EXERCISE REQUIREMENTS:
Go through the data underneath and copy every line exactly.

↓

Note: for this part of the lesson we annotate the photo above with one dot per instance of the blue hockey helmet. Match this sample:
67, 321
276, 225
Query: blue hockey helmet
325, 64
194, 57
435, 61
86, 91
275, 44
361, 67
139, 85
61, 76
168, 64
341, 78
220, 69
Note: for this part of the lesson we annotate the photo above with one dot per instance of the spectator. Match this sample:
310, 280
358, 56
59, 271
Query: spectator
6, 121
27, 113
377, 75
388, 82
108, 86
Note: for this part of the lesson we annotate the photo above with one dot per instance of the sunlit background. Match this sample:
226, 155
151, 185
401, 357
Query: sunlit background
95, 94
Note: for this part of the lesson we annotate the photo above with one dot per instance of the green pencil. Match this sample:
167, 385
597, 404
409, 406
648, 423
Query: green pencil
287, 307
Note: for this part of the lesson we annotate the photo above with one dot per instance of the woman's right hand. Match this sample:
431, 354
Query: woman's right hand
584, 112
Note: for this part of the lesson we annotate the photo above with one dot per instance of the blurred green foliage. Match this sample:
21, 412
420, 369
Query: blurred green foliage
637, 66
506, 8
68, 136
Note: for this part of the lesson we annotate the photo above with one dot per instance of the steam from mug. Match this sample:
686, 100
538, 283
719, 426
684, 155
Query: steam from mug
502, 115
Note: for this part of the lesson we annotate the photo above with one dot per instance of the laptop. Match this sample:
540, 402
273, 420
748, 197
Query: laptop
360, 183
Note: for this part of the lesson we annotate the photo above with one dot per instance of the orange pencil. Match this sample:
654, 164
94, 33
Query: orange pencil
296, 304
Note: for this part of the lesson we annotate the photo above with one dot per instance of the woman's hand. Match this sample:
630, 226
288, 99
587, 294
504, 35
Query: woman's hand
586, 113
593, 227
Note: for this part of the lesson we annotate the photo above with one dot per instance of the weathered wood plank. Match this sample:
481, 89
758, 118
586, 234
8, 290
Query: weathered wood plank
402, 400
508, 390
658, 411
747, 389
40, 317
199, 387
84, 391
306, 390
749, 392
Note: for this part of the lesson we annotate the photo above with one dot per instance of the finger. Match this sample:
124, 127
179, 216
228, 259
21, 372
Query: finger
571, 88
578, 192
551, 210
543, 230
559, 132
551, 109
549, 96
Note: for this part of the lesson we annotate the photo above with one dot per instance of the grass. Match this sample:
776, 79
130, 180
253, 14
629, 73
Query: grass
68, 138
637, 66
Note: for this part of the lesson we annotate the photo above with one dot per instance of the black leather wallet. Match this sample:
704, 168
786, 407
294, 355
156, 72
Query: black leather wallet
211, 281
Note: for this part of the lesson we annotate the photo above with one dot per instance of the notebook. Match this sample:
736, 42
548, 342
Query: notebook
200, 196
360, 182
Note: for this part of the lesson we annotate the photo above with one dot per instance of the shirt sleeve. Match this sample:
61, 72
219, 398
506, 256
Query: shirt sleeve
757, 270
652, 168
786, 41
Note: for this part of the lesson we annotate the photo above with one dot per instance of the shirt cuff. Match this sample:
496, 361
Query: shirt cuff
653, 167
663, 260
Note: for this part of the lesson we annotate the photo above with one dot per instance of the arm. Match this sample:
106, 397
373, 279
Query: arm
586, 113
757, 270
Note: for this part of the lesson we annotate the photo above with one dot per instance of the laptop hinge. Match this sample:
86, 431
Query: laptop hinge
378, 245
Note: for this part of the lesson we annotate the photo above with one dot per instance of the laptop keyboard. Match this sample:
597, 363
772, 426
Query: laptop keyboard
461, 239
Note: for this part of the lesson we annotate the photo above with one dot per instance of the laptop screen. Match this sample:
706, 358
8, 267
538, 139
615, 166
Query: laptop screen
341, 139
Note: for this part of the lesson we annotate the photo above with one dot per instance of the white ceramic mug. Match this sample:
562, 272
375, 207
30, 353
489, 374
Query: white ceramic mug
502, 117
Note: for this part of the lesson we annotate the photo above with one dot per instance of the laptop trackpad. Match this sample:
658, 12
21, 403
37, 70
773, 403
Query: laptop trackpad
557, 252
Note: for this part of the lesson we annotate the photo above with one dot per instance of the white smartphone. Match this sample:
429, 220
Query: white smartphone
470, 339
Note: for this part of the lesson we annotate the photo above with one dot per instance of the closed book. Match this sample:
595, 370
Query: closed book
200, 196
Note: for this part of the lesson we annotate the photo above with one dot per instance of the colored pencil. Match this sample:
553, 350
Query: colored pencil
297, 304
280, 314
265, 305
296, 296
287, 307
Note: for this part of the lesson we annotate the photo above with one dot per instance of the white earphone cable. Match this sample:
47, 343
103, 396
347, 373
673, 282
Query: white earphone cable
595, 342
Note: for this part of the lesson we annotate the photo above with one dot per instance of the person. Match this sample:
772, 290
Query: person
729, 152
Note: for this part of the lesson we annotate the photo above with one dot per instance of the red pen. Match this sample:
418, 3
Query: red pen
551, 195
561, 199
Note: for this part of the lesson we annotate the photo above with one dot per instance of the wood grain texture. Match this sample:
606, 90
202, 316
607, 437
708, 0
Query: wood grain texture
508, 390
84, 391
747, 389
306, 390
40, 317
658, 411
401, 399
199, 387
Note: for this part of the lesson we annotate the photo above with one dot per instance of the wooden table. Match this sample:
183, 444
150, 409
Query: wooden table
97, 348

↑

EXERCISE SOLUTION:
Note: for this part of the lesson we annotate the photo above with one dot per instance of the blue hockey helmet. Match this sample:
67, 321
276, 225
Query: blue hockey helmet
325, 64
194, 57
435, 61
86, 91
275, 44
361, 67
139, 85
61, 76
168, 64
341, 78
220, 69
Note: for this part of the lesson we annotate the photo above with one dot per instance of the spectator. Match this sample:
310, 280
358, 56
59, 271
Query: spectator
6, 121
27, 113
377, 75
388, 82
108, 86
Note: for this part of the lesson we annotate the photo above with one dot per instance of the sunlit background. Match this sample:
226, 155
151, 185
401, 357
Query: sunlit background
95, 94
Note: for this part of the lesson we annotate the photo above with one dot per instance of the green pencil. Match this sample:
167, 385
597, 404
409, 406
648, 423
Query: green pencil
287, 307
Note: for this part of the lesson we annotate the photo above with one dot per instance of the woman's right hand. Match this sample:
431, 354
Query: woman's right hand
584, 112
Note: for this part of the lesson we annotate the photo above with one dot per instance of the blurred green foliage. Match this sample:
21, 412
420, 369
Query: blurred green foliage
637, 66
506, 8
68, 136
Note: for this part of the lesson we annotate the photo above with one dot per instance of the steam from mug. Match this sample:
686, 100
538, 283
719, 426
684, 155
Query: steam from mug
502, 115
Note: for this part of the lesson we annotate the photo above with one dot per instance of the laptop. Match this sample:
540, 402
273, 420
748, 197
Query: laptop
360, 183
Note: for this part of the lesson we annotate the photo above with one dot per instance of the orange pencil. Match this sample:
654, 164
94, 33
Query: orange pencil
296, 304
Note: for this part of the lesson we annotate the photo above with one dot per instance of the woman's hand. Match this sample:
630, 226
288, 99
587, 294
504, 35
Query: woman's hand
586, 113
593, 227
Note: for this part of the lesson we annotate the photo above with one dot per instance of the weathered wood plank. Match this sample:
481, 89
758, 118
586, 234
8, 290
Query: weathered wood plank
402, 400
508, 390
658, 411
747, 389
40, 317
199, 387
84, 391
306, 390
749, 392
Note: for this part of the lesson we annotate the photo above with one dot per instance of the finger. Match this sample:
124, 127
179, 216
228, 259
21, 372
Query: finger
571, 88
578, 192
551, 210
543, 230
559, 132
551, 109
549, 96
Note: for this part of the lesson we annotate the photo above with one dot per instance of the grass. Match this sample:
776, 79
130, 180
253, 14
629, 73
Query: grass
68, 138
637, 66
Note: for this part of the lesson we annotate the photo above with one dot per instance of the black leather wallet. Match this sample:
704, 168
786, 407
294, 355
156, 72
Query: black leather wallet
211, 281
Note: for this part of the lesson we annotate the photo above with one dot per instance of the notebook. Match this sample:
736, 42
548, 342
Query: notebook
200, 196
360, 182
Note: for this part of the lesson we annotate the photo above with one dot per instance of the shirt sleeve. Match this sample:
61, 72
219, 398
506, 256
Query: shirt sleeve
757, 270
652, 168
786, 41
Note: for this part of the lesson we annotate the photo above with one dot per instance of the shirt cuff. Match this sample:
496, 361
Query: shirt cuff
653, 167
663, 260
Note: for this part of the lesson we annotate the photo above with one dot per instance of the arm. Match this sample:
106, 397
373, 279
Query: arm
586, 113
757, 270
Note: for this part of the lesson we annotate the photo above with one dot per instance of the laptop hinge. Match this sample:
86, 431
Query: laptop hinge
378, 245
Note: for this part of the lesson we annotate the photo above with one dot per instance of the laptop keyboard. Match this sample:
597, 363
772, 426
Query: laptop keyboard
461, 239
Note: for this part of the lesson we annotate the photo above with one dot per instance of the laptop screen. Match this sample:
706, 358
8, 267
538, 139
615, 166
Query: laptop screen
341, 139
Note: for this part of the lesson we annotate the photo above with one dot per instance of the white ceramic mug. Match this sample:
562, 272
375, 207
30, 353
489, 374
Query: white ceramic mug
502, 117
Note: for this part of the lesson we annotate the photo above with one dot per instance of the laptop trackpad. Match this sample:
658, 12
21, 403
37, 70
773, 403
Query: laptop trackpad
557, 252
Note: for this part of the lesson we annotate the photo above with one dot per instance of the white smartphone. Match this sample:
429, 220
Query: white smartphone
470, 339
Note: for this part of the lesson we annotate the photo above with one dot per instance of the closed book. Match this sample:
595, 370
Query: closed book
200, 196
Note: for this part of the lesson we annotate the photo above with one dot per instance of the colored pencil. Match this sample:
553, 350
Query: colored pencil
297, 304
280, 314
265, 305
296, 296
287, 307
Note: for this part of the lesson we annotate the photo above with one dot per instance of the white earphone cable. Match this sample:
47, 343
103, 396
347, 373
673, 282
Query: white earphone cable
595, 342
Note: for this part of the lesson we annotate the photo above with one dot per instance of the person. Match this sample:
772, 290
Query: person
729, 152
Note: for this part of the lesson we annotate the photo above with one dot per instance of the red pen. Match this sample:
418, 3
Query: red pen
551, 195
561, 199
Note: for this part of the lesson we annotate the photo above with one dot per instance of the wood grain texture. Match this sample:
606, 90
202, 316
607, 437
708, 0
Query: wood grain texture
508, 390
84, 391
747, 389
306, 390
40, 317
658, 411
401, 399
199, 387
Note: for this part of the lesson we annotate the photo above with one dot per instance of the wooden table. Match this sample:
183, 444
150, 409
Query: wooden table
97, 348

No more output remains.